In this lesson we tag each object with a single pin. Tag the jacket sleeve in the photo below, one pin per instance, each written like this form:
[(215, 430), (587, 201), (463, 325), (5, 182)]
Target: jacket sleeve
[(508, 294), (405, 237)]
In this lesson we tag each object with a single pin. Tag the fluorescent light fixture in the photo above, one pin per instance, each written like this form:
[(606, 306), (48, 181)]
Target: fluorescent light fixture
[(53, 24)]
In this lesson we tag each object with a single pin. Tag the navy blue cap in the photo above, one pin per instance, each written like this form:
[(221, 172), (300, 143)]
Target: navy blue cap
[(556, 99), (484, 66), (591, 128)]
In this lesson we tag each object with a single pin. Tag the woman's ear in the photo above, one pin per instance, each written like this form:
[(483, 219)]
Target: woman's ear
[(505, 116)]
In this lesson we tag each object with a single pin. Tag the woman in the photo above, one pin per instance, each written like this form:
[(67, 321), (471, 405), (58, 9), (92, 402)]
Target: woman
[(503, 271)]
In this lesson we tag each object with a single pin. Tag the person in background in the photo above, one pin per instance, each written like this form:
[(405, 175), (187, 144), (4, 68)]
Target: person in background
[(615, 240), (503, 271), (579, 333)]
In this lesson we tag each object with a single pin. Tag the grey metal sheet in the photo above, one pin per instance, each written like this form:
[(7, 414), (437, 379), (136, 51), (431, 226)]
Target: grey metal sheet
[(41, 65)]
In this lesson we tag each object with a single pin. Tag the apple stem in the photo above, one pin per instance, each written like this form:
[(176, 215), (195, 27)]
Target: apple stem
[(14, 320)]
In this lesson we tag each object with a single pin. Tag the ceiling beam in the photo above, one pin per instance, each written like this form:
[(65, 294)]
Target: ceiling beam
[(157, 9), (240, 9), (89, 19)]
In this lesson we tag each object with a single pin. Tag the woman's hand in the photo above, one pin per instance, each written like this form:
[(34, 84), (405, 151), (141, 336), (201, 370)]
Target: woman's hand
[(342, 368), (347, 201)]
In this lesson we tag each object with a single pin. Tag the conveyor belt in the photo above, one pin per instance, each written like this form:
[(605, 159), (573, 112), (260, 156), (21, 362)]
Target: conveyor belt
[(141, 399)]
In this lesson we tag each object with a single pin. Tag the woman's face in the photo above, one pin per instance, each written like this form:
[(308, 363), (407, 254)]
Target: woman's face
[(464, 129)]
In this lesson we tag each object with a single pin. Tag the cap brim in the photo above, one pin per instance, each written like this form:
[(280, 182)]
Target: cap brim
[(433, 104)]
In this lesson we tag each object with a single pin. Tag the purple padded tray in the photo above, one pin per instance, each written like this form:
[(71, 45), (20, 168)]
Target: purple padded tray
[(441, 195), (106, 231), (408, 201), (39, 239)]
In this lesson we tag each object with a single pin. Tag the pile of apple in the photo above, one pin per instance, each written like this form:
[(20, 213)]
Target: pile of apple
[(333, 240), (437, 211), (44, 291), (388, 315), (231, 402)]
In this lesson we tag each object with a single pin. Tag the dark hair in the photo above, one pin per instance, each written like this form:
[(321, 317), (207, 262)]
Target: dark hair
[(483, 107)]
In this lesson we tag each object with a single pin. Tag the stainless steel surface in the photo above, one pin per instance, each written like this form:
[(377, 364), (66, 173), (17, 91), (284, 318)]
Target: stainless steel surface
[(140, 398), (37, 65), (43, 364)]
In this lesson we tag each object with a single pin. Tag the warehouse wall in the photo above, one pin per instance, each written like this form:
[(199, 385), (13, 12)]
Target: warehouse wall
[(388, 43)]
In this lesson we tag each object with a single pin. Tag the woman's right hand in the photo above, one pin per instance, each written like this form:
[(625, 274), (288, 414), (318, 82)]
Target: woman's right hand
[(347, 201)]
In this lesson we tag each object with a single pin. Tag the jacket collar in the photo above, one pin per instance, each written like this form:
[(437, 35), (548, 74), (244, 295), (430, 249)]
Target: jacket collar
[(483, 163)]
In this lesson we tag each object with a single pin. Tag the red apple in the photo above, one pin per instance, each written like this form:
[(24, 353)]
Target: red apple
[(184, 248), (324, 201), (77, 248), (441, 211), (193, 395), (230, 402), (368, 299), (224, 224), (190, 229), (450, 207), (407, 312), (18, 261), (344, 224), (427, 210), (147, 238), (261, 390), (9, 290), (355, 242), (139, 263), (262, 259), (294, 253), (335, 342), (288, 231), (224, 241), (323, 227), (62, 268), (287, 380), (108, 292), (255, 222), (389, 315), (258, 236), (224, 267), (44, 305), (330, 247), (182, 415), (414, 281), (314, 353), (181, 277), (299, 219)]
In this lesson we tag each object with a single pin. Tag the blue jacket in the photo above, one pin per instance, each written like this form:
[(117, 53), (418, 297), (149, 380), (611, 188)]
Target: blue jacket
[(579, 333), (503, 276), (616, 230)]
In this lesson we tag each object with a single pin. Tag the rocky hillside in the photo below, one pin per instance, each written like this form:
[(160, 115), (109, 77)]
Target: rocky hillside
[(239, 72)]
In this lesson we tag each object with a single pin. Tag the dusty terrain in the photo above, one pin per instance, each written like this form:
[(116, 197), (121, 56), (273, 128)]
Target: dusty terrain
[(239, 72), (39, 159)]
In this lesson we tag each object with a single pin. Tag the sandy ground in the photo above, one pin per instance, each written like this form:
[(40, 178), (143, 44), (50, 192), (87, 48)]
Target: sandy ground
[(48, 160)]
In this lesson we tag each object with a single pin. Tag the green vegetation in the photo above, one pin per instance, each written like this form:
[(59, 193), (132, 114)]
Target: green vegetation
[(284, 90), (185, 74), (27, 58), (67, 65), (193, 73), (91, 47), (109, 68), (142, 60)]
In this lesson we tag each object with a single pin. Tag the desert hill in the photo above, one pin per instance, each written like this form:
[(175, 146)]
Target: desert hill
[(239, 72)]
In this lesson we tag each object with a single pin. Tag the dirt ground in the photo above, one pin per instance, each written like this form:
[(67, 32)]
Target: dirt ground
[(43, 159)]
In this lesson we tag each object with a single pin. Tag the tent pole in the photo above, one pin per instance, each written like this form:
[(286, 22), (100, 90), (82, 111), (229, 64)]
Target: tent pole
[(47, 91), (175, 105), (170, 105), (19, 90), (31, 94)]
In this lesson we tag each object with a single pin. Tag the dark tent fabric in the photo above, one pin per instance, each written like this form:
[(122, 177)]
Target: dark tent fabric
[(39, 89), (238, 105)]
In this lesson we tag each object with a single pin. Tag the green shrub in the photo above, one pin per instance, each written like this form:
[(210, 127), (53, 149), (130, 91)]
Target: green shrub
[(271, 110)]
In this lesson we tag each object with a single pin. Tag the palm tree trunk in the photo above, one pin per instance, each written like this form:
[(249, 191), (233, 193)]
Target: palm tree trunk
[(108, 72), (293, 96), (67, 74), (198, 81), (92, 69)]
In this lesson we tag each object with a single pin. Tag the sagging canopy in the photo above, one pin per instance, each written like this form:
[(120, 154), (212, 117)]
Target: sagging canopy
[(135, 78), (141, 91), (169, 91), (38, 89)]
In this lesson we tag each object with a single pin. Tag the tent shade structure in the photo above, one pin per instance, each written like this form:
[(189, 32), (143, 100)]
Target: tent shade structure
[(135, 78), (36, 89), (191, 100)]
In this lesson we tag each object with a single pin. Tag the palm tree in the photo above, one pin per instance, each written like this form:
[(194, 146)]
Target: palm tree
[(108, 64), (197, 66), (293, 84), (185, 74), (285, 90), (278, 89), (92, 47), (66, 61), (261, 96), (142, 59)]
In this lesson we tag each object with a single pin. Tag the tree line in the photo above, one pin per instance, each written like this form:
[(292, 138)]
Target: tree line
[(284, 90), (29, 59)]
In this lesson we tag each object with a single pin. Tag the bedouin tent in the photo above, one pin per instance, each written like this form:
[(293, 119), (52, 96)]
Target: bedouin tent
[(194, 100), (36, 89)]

========================

> **Directions for this task**
Give exactly the lines from the one with "palm tree in" to the end of the entries, nothing before them.

> **The output**
In this lesson we tag each object with a single pin. Tag the palm tree in the photo above, one pin per instance, each written like this form:
[(194, 146)]
Target: palm tree
[(108, 64), (197, 66), (293, 84), (185, 74), (285, 90), (278, 89), (92, 47), (66, 61), (261, 96), (142, 59)]
In this lesson we tag each object with a single pin. Tag the tree line in the photo above, one pin per instance, each written like this form:
[(292, 138)]
Target: tree line
[(284, 90), (29, 59)]
In this lesson we tag each object with a single pin. Tag the bedouin tent in the photo above, one pin per instance, each written like this form:
[(293, 119), (52, 96)]
Target: bedouin tent
[(194, 100), (36, 89)]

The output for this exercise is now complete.